(Dataset rows showing where objects appear)

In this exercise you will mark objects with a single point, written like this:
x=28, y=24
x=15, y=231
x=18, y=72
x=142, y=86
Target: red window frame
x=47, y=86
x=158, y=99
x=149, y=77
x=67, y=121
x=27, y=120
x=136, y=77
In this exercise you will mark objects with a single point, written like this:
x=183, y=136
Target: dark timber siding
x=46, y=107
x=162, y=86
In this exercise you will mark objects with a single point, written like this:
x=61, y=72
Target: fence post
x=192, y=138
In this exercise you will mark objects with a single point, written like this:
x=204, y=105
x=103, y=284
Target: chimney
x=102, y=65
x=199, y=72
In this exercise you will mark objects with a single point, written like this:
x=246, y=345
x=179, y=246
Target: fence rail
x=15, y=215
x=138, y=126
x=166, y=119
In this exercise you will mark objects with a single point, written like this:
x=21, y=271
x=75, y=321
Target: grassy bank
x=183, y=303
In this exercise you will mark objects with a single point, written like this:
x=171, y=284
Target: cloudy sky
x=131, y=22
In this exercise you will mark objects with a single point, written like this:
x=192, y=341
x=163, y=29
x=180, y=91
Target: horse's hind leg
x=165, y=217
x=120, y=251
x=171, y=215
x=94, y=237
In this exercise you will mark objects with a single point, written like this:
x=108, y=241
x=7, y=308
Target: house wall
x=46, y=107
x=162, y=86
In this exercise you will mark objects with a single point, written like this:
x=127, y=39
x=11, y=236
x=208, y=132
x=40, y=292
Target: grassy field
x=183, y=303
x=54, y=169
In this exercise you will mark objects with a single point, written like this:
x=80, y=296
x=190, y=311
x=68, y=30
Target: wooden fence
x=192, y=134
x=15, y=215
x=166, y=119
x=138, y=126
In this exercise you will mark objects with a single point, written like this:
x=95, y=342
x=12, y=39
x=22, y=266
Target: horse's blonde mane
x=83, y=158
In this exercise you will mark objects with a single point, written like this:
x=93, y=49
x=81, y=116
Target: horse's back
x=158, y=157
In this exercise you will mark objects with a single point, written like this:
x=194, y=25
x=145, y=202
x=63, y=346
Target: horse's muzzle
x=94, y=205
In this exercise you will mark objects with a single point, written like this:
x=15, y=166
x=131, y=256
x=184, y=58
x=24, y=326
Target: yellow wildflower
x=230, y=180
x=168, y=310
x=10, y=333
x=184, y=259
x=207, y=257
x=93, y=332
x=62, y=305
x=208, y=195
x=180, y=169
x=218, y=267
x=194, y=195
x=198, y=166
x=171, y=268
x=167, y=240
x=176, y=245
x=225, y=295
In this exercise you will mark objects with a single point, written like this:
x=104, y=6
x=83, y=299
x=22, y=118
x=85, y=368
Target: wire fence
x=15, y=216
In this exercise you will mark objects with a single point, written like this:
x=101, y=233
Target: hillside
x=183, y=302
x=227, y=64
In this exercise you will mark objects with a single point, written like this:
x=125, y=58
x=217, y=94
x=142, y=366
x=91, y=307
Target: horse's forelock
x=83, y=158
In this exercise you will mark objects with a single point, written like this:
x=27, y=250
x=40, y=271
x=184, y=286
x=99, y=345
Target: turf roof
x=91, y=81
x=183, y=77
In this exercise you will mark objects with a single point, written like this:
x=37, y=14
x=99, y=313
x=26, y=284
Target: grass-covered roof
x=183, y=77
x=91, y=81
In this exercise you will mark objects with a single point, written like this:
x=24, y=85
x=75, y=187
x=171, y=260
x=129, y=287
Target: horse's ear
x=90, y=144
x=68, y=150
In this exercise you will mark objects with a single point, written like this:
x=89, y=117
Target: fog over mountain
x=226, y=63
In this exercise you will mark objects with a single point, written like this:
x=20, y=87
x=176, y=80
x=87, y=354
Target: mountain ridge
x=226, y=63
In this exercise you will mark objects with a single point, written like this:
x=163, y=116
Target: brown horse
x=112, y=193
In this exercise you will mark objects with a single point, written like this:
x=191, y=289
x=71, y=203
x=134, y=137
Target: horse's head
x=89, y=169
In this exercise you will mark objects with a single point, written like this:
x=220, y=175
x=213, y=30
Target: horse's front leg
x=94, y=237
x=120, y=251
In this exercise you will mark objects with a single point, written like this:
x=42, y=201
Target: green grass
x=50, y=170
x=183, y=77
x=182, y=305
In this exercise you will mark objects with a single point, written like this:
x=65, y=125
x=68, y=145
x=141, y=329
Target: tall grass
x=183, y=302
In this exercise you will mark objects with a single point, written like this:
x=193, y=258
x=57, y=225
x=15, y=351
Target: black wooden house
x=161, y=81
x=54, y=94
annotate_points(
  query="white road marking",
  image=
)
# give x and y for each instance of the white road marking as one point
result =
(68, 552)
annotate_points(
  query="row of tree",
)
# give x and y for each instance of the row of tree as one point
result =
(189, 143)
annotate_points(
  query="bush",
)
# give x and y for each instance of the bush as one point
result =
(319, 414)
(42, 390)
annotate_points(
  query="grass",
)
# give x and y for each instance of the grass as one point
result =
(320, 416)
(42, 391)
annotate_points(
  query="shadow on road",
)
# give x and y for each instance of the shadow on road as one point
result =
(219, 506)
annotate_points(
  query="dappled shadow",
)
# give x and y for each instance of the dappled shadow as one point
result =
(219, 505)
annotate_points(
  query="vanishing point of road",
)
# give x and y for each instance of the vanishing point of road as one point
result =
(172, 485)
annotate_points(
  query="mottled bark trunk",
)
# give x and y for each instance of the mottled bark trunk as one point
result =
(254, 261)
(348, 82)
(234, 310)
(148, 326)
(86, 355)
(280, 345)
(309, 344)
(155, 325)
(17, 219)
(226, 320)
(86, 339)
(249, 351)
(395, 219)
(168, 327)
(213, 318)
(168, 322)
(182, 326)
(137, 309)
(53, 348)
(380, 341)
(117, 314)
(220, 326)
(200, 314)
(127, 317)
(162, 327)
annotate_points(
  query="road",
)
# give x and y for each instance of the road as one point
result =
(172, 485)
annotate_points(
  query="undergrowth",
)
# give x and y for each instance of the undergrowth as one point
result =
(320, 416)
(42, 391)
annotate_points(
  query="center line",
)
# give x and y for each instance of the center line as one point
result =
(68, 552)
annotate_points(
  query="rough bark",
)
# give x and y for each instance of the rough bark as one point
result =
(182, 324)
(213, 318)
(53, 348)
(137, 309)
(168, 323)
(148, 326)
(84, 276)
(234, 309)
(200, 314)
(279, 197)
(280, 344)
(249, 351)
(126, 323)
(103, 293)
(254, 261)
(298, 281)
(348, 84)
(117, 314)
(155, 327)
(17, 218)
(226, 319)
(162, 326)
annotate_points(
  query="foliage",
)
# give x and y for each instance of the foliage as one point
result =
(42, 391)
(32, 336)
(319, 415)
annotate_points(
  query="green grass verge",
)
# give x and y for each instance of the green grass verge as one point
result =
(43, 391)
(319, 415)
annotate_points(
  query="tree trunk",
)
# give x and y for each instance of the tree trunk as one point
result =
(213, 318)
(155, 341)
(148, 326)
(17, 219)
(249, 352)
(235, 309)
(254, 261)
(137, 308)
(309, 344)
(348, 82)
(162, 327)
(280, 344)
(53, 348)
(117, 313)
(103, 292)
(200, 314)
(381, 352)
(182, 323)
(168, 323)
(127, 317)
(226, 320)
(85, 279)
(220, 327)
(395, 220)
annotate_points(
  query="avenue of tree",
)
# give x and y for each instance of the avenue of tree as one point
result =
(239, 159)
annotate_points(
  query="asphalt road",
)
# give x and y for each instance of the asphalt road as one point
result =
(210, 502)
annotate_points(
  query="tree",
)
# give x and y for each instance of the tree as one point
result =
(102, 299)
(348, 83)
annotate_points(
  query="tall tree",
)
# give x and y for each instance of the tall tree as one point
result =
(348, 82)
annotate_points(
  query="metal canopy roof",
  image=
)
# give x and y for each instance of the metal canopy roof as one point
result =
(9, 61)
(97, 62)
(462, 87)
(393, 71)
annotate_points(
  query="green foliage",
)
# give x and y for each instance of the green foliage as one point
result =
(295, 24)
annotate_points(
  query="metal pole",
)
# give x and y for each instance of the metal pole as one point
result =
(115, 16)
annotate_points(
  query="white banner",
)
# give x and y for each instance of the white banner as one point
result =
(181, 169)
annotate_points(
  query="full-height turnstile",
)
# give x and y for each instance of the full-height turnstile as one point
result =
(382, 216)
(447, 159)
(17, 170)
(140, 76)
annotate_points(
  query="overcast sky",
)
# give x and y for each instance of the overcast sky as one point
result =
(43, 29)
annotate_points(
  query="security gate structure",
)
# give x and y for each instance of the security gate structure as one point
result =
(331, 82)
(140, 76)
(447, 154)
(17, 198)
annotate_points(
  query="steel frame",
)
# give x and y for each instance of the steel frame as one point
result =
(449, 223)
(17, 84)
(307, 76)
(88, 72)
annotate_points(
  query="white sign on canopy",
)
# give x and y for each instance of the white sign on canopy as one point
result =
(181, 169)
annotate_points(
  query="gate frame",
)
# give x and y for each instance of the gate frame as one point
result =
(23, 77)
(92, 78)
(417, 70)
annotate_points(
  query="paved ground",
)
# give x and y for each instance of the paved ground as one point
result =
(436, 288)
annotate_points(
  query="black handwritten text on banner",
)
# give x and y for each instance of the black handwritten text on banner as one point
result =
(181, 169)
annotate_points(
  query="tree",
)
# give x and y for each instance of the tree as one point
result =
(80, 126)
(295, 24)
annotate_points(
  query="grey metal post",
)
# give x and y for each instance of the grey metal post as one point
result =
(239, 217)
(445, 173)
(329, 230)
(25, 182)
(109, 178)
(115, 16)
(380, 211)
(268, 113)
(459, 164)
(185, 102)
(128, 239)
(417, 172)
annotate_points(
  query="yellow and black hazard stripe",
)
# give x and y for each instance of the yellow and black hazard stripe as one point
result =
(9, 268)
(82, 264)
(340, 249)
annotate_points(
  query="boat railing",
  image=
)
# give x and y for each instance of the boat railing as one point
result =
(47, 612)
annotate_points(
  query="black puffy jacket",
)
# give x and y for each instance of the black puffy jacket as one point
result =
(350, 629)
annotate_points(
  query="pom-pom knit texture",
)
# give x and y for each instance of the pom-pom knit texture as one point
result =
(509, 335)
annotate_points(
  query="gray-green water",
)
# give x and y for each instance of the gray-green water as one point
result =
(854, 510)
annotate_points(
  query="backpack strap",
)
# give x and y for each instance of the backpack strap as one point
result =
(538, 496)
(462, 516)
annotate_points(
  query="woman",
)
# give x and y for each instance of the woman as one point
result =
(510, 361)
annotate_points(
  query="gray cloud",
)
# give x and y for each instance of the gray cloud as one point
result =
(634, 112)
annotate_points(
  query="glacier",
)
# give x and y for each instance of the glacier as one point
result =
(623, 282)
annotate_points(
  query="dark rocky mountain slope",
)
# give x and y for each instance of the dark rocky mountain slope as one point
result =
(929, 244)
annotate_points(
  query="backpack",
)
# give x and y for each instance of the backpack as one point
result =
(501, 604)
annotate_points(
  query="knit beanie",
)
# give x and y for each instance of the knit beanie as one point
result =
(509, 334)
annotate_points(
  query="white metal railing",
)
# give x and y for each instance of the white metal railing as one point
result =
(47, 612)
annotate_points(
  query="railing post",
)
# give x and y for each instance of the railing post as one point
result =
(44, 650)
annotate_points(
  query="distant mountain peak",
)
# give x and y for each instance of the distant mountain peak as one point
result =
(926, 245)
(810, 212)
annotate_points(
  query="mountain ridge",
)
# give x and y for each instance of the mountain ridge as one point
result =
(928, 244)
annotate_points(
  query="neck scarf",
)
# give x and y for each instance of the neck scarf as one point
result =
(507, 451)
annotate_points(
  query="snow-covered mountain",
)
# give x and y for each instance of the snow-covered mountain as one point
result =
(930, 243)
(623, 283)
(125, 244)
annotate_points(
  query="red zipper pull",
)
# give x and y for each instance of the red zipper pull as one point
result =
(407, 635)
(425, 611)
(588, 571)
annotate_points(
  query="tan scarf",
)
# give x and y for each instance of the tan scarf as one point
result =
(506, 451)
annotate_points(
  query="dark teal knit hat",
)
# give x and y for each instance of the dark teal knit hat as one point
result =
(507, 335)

> Requirement
Copy the data exactly, from the start through the line containing "x=158, y=157", inclusive.

> Full response
In this exercise you will mark objects with a single point, written like this:
x=28, y=24
x=15, y=231
x=18, y=72
x=142, y=86
Target: red window frame
x=47, y=86
x=158, y=99
x=149, y=77
x=67, y=121
x=27, y=120
x=136, y=77
In this exercise you will mark objects with a single point, written like this:
x=183, y=136
Target: dark timber siding
x=46, y=107
x=162, y=86
In this exercise you will mark objects with a single point, written like this:
x=61, y=72
Target: fence post
x=192, y=138
In this exercise you will mark objects with a single point, written like this:
x=204, y=105
x=103, y=284
Target: chimney
x=102, y=65
x=199, y=72
In this exercise you will mark objects with a single point, written like this:
x=246, y=345
x=179, y=246
Target: fence rail
x=15, y=215
x=138, y=126
x=166, y=119
In this exercise you will mark objects with a single point, written like this:
x=21, y=271
x=75, y=321
Target: grassy bank
x=183, y=303
In this exercise you will mark objects with a single point, written like this:
x=171, y=284
Target: cloudy sky
x=131, y=22
In this exercise you will mark objects with a single point, written like this:
x=192, y=341
x=163, y=29
x=180, y=91
Target: horse's hind leg
x=165, y=217
x=120, y=251
x=171, y=215
x=94, y=237
In this exercise you will mark objects with a single point, written like this:
x=108, y=241
x=7, y=308
Target: house wall
x=46, y=107
x=162, y=86
In this exercise you will mark objects with a single point, written like this:
x=127, y=39
x=11, y=236
x=208, y=132
x=40, y=292
Target: grassy field
x=183, y=303
x=54, y=169
In this exercise you will mark objects with a single point, written like this:
x=80, y=296
x=190, y=311
x=68, y=30
Target: wooden fence
x=192, y=134
x=15, y=215
x=166, y=119
x=138, y=126
In this exercise you will mark objects with a single point, written like this:
x=95, y=342
x=12, y=39
x=22, y=266
Target: horse's blonde mane
x=83, y=158
In this exercise you will mark objects with a single point, written like this:
x=93, y=49
x=81, y=116
Target: horse's back
x=158, y=157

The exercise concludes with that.